O que me leva a escolher este Buñuel, de entre outros que posso preferir, e há vários, é a sua predisposição para o excesso (aplicado também ao uso da banda sonora, por acaso, a contragosto do cineasta) e as suas janelas escancaradas, literalmente, para o delírio destrutivo que se faz passar por romantismo… Só se engana quem quer. Desde o momento, no início, em que Alejandro e Catalina se encontram no meio da sala da casa dela, mulher casada, rodeados pelo marido, cunhada e governanta, sem medo de expor diante de todos o amour fou que os liga, até ao emblemático final com a profanação da sepultura, o que Buñuel nos dá a ver é a beleza suja de uma possante maldição que vem da terra e à terra retornará.
Inês N. Lourenço

Belle de jour (A Bela de Dia , 1967) tem segredos, portas a abrir e a fechar, o corpo em fragmentos. Buñuel enquadra pernas, pés, nucas, costas, sobressalta a narrativa de realidade e de sonho. No ar anda o desejo, anda o “obscuro objecto”, a lançar-se nas aventuras do prazer e da dor. A burguesia também lá está, insatisfeita, a sair da toca, a viver o intrépido fulgor da carne, da pele. Um filme de pele, da pele do desejo, da que se toca, que se agride, a pele da roupagem da burguesia, da vontade fetichista, da cicatriz na pele. Belle de jour tem Deneuve, elegante e glaciar, Catherine e Severine, a encarnação perfeita de um corpo na pele de outro parcialmente exposto e profundamente imaginado.
A expressão fantasmática engrena o ritmo que se sedimenta em sinais, sons, guizos, reais, irreais, caixa sonora e secreta, corpos, gestos, uma carruagem que arranca o filme e o fecha. Belle de jour, também tem o ‘’amor convulsivo’’ de Breton, uma catadupa de sentidos e a sublimação. Um objecto exploratório que se expande e confunde nas dimensões que propõe: apelo mental, sensorial e visceral, um jogo fantasista-fetichista. Filme jardim de delícias, suplícios, máquina sinuosa de mostrar e esconder. “A perversão será a melhor forma de contemplar a normalidade’’, disse o argumentista J.C. Carrière.
Carlota Gonçalves

É hora de jantar, todos têm apetite, mas há sempre algum impedimento para que a comida seja servida. Ora chegam cedo demais, ora se atrasam. Ora o desejo da carne chama mais que o do bife, ora a paranóia toma conta dos sentidos. Numa narrativa que se desfaz em episódios, personagens e sonhos dentro doutros sonhos, Le charme discret de la bourgeoisie (O Charme Discreto da Burguesia, 1972) ridiculariza a burguesia num angustiante labirinto de pesadelos sem fim, qual matriosca de elegantes sadismos. Este é, necessariamente, o território do satírico. E é pois de ironias, por vezes blasfemas, que se forma este filme (e grande parte da obra do realizador). Isto porque Luís Buñuel, o mais ácido dos comentadores do luxo, era ele mesmo um luxuoso burguês sem fé. Desse modo, se não se tem tem fé há que adquiri-la, preferencialmente em doses individuais e com um bonito embrulho, nem que seja através da gurmetização dos hábitos (nos dois sentidos da palavra). Ou como se explica em certo momento do filme, o perfeito dry-martini tem de ser temperado com umas gotas de Noilly-Prat que, antes de entrar em contacto com o gin, deve ser atravessado por um raio de sol, à imagem daquele que, segundo S. Tomás de Aquino, atravessou o hímen da Virgem na forma do Espírito Santo. Álcool e religião, os temperos de uma vida delicada.

**DADOS:**

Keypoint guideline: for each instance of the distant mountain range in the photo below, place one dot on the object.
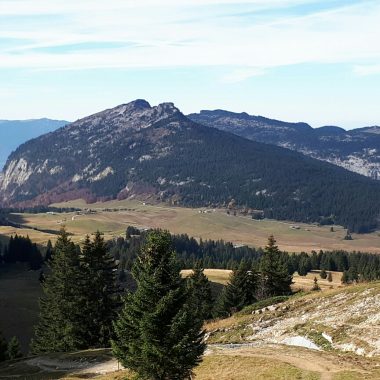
(15, 132)
(357, 150)
(135, 150)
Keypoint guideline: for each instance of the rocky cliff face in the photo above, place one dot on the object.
(356, 150)
(135, 150)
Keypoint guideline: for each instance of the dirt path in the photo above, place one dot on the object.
(325, 364)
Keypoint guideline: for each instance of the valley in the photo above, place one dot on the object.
(113, 217)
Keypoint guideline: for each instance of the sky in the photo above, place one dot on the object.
(294, 60)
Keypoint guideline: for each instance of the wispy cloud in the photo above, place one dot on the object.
(364, 70)
(147, 33)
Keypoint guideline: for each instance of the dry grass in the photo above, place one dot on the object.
(213, 225)
(220, 276)
(19, 292)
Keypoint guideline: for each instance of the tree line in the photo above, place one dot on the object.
(20, 249)
(156, 330)
(359, 266)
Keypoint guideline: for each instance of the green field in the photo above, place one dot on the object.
(113, 217)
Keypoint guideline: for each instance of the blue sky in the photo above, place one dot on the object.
(296, 60)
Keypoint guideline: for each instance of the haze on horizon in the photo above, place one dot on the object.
(294, 60)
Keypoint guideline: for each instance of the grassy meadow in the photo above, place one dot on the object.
(113, 217)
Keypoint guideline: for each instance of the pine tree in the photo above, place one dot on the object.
(315, 285)
(200, 289)
(58, 327)
(3, 348)
(275, 278)
(345, 278)
(157, 334)
(49, 251)
(14, 349)
(99, 300)
(239, 292)
(323, 274)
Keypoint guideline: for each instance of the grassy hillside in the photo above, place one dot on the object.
(113, 217)
(256, 343)
(338, 320)
(19, 293)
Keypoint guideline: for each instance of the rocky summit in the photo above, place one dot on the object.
(136, 150)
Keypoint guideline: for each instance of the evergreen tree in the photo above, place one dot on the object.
(200, 289)
(99, 300)
(158, 334)
(59, 324)
(14, 350)
(239, 292)
(49, 251)
(3, 348)
(345, 277)
(315, 285)
(275, 278)
(323, 274)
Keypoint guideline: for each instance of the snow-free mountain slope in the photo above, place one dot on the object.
(135, 150)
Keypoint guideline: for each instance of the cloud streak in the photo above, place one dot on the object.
(161, 36)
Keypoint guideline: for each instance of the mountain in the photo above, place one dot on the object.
(357, 150)
(15, 132)
(135, 150)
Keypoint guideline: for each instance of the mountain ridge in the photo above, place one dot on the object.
(135, 150)
(357, 150)
(15, 132)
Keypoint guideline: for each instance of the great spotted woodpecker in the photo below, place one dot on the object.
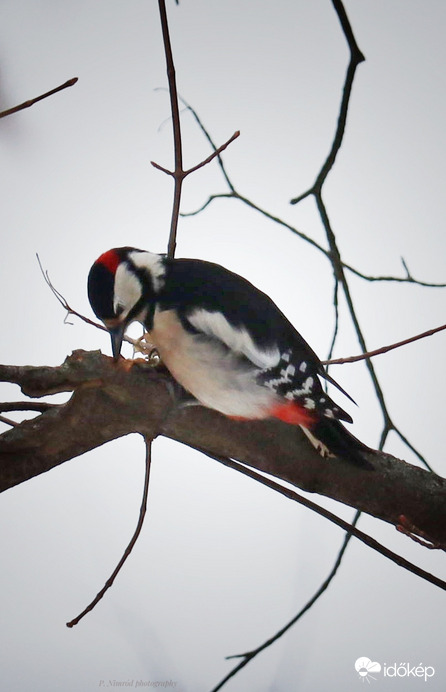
(223, 340)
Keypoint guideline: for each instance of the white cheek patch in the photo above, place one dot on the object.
(127, 290)
(215, 325)
(153, 263)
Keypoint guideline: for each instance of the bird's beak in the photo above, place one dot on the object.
(117, 335)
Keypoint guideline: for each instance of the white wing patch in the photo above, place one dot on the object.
(127, 290)
(214, 324)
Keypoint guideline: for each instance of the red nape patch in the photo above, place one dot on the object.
(294, 413)
(109, 259)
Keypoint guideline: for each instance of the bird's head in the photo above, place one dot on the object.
(122, 287)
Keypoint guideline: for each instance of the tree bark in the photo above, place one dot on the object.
(111, 400)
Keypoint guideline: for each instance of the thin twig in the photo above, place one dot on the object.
(31, 102)
(178, 154)
(383, 349)
(136, 343)
(128, 550)
(249, 655)
(178, 174)
(360, 535)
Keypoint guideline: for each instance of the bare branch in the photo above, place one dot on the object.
(128, 550)
(383, 349)
(31, 102)
(248, 656)
(114, 399)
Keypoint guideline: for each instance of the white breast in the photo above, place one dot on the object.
(219, 378)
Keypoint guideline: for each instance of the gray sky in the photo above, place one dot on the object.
(222, 563)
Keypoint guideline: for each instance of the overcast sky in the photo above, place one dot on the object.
(222, 563)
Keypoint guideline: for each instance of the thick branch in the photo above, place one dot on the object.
(110, 401)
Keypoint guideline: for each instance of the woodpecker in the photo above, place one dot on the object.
(223, 340)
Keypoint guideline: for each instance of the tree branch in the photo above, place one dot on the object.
(111, 400)
(128, 550)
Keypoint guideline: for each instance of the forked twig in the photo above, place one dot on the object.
(383, 349)
(128, 550)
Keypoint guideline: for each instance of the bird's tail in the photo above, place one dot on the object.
(330, 438)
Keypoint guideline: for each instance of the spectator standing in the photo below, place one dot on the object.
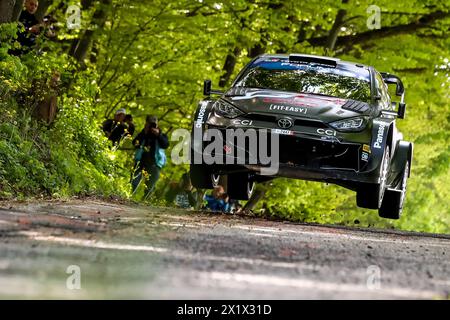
(115, 128)
(27, 37)
(218, 200)
(150, 140)
(130, 125)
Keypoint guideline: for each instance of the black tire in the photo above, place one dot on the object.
(202, 177)
(240, 186)
(393, 201)
(370, 196)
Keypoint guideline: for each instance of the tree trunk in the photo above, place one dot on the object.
(6, 10)
(334, 32)
(230, 63)
(42, 9)
(18, 7)
(81, 49)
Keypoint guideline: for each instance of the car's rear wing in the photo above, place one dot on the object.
(393, 79)
(331, 62)
(399, 91)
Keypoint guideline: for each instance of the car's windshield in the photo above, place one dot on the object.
(307, 78)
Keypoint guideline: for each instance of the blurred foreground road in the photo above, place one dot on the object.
(130, 251)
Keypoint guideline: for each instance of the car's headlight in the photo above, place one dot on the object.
(352, 124)
(226, 110)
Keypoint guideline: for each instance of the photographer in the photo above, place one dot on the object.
(32, 27)
(148, 140)
(218, 200)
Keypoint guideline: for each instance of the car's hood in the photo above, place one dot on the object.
(312, 106)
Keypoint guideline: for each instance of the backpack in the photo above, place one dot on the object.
(160, 155)
(139, 152)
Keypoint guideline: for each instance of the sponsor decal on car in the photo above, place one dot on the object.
(243, 122)
(380, 134)
(200, 117)
(284, 132)
(364, 156)
(327, 132)
(306, 101)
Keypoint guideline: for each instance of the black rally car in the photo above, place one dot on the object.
(334, 121)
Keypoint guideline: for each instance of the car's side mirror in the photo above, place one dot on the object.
(207, 88)
(401, 110)
(207, 91)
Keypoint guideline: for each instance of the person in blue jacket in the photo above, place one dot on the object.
(218, 200)
(148, 139)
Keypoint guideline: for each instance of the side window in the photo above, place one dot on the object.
(383, 91)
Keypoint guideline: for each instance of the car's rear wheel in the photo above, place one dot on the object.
(240, 186)
(371, 195)
(202, 177)
(393, 201)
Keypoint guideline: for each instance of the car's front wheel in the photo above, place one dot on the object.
(393, 201)
(240, 186)
(371, 195)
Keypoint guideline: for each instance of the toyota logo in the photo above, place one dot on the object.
(285, 123)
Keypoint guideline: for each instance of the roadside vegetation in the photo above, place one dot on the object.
(151, 57)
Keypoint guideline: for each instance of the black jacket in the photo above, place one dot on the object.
(115, 129)
(27, 38)
(149, 141)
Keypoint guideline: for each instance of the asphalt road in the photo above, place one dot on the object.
(93, 249)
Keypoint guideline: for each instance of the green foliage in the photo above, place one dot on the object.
(152, 56)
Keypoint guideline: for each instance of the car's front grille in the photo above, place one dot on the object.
(310, 123)
(261, 117)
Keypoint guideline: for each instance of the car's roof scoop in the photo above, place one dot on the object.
(306, 58)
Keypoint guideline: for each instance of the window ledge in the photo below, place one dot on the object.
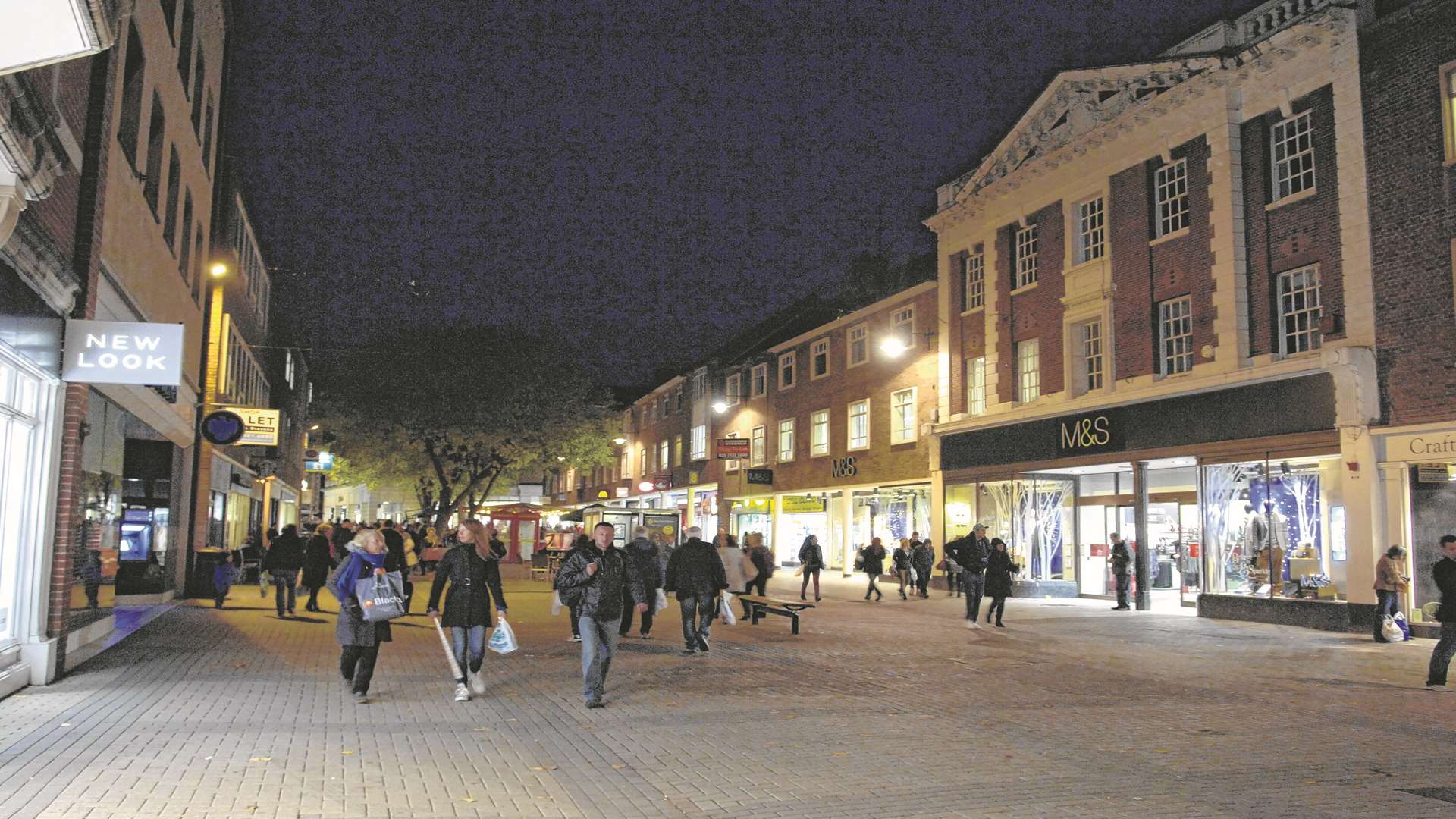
(1291, 199)
(1178, 234)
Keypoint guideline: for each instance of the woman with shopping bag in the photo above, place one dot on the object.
(359, 637)
(472, 570)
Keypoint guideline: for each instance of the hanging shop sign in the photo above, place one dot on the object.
(123, 353)
(733, 449)
(223, 428)
(262, 426)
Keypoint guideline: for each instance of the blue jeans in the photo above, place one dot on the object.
(698, 615)
(973, 585)
(1443, 653)
(472, 639)
(599, 642)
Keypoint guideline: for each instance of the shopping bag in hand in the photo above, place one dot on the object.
(381, 596)
(726, 607)
(503, 640)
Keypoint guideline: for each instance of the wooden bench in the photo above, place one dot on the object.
(772, 605)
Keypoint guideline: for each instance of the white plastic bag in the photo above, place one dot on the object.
(503, 640)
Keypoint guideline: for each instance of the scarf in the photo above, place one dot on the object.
(350, 573)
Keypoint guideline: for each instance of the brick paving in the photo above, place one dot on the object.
(875, 710)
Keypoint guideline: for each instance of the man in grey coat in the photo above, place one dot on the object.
(598, 580)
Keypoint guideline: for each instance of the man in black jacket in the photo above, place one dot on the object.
(593, 579)
(696, 575)
(642, 553)
(1445, 576)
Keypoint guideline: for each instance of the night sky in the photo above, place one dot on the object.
(642, 178)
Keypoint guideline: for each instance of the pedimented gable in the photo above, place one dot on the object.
(1075, 104)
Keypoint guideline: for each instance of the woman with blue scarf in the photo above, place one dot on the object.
(366, 554)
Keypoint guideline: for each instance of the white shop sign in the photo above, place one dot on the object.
(123, 353)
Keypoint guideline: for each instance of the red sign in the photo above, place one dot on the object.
(733, 449)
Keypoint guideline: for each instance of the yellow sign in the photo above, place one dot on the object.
(261, 426)
(801, 504)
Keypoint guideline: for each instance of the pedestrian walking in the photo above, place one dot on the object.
(1389, 583)
(223, 575)
(644, 554)
(971, 554)
(360, 639)
(473, 575)
(1445, 576)
(1122, 560)
(696, 577)
(595, 577)
(318, 561)
(998, 580)
(813, 560)
(873, 563)
(922, 558)
(283, 561)
(900, 561)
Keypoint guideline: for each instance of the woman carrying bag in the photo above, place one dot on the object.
(473, 573)
(360, 639)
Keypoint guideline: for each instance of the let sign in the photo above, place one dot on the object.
(123, 353)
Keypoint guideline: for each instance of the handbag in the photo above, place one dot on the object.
(381, 596)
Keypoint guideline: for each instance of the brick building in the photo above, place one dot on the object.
(1159, 321)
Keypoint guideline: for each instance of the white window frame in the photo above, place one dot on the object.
(1292, 155)
(902, 324)
(1090, 229)
(819, 433)
(903, 428)
(856, 335)
(1299, 311)
(788, 363)
(1175, 335)
(731, 465)
(1171, 199)
(1028, 241)
(976, 387)
(973, 281)
(849, 433)
(1028, 371)
(785, 438)
(699, 449)
(816, 352)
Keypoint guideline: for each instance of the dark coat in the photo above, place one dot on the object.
(696, 572)
(473, 582)
(601, 592)
(353, 629)
(284, 554)
(644, 557)
(998, 575)
(318, 561)
(874, 558)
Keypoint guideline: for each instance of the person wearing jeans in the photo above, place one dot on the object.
(1445, 576)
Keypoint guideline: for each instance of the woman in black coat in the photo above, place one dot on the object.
(998, 579)
(318, 561)
(473, 573)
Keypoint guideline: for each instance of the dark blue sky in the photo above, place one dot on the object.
(642, 178)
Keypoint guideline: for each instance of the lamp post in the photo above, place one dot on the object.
(213, 299)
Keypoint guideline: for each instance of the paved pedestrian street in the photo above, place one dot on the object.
(887, 708)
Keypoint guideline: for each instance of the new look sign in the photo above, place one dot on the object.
(123, 353)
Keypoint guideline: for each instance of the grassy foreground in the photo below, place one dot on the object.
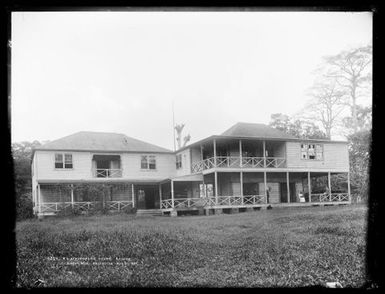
(285, 247)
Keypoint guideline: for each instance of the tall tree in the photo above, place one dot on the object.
(21, 153)
(296, 127)
(352, 71)
(179, 130)
(326, 104)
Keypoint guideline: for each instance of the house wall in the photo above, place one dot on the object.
(335, 157)
(82, 166)
(165, 166)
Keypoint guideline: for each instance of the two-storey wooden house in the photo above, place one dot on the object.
(248, 166)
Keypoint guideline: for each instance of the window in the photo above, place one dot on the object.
(179, 161)
(63, 160)
(311, 151)
(67, 160)
(148, 162)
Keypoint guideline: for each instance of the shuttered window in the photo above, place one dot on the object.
(148, 162)
(312, 151)
(63, 160)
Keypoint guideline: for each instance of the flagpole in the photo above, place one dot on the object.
(173, 123)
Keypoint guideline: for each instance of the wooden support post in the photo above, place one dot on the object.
(240, 153)
(264, 154)
(39, 197)
(288, 186)
(265, 185)
(330, 187)
(216, 186)
(215, 152)
(241, 182)
(309, 185)
(349, 195)
(160, 196)
(172, 193)
(72, 196)
(133, 195)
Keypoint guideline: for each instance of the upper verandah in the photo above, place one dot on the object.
(115, 142)
(256, 131)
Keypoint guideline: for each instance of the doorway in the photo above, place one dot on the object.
(146, 197)
(283, 192)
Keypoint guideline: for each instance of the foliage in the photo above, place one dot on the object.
(296, 127)
(326, 104)
(280, 247)
(22, 153)
(359, 156)
(351, 69)
(24, 207)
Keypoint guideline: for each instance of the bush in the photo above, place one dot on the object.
(130, 210)
(24, 206)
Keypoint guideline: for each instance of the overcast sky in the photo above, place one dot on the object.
(120, 71)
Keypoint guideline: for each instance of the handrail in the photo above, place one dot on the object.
(107, 172)
(83, 205)
(247, 200)
(237, 161)
(330, 197)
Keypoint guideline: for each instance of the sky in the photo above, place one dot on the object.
(122, 71)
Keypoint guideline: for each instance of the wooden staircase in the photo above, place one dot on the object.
(149, 212)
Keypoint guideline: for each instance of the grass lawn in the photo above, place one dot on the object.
(286, 247)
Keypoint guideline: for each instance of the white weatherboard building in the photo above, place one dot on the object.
(248, 166)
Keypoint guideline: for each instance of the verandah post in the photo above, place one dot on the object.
(309, 185)
(265, 185)
(160, 196)
(330, 187)
(241, 182)
(72, 196)
(216, 187)
(240, 153)
(288, 186)
(349, 195)
(172, 193)
(215, 152)
(39, 196)
(264, 153)
(133, 195)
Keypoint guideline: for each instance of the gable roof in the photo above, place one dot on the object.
(254, 130)
(99, 141)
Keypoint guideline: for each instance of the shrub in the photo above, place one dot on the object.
(130, 210)
(24, 206)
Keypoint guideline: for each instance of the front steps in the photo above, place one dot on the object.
(149, 212)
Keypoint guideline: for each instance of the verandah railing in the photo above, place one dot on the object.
(236, 161)
(82, 206)
(248, 200)
(329, 197)
(107, 173)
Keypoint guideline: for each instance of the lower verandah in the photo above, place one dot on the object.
(280, 188)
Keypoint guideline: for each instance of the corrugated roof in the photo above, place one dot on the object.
(255, 130)
(99, 141)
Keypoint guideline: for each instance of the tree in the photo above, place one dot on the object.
(296, 127)
(179, 129)
(22, 153)
(359, 157)
(352, 71)
(326, 104)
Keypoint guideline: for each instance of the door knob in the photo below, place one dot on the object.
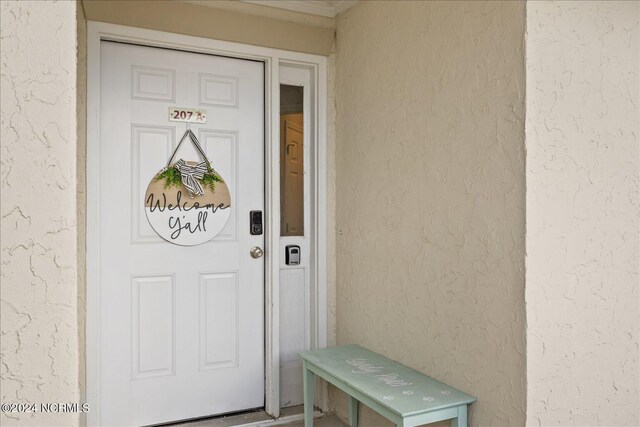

**TAREFA A REALIZAR:**
Reescreva o trecho do texto sobre os filmes de Buñuel que começa em "Belle de jour (A" e termina em "e profundamente imaginado.", substituindo "burguesia" por "aristocracia". Não é preciso usar o material.

**RESPOSTA:**
Belle de jour (A Bela de Dia , 1967) tem segredos, portas a abrir e a fechar, o corpo em fragmentos. Buñuel enquadra pernas, pés, nucas, costas, sobressalta a narrativa de realidade e de sonho. No ar anda o desejo, anda o “obscuro objecto”, a lançar-se nas aventuras do prazer e da dor. A aristocracia também lá está, insatisfeita, a sair da toca, a viver o intrépido fulgor da carne, da pele. Um filme de pele, da pele do desejo, da que se toca, que se agride, a pele da roupagem da aristocracia, da vontade fetichista, da cicatriz na pele. Belle de jour tem Deneuve, elegante e glaciar, Catherine e Severine, a encarnação perfeita de um corpo na pele de outro parcialmente exposto e profundamente imaginado.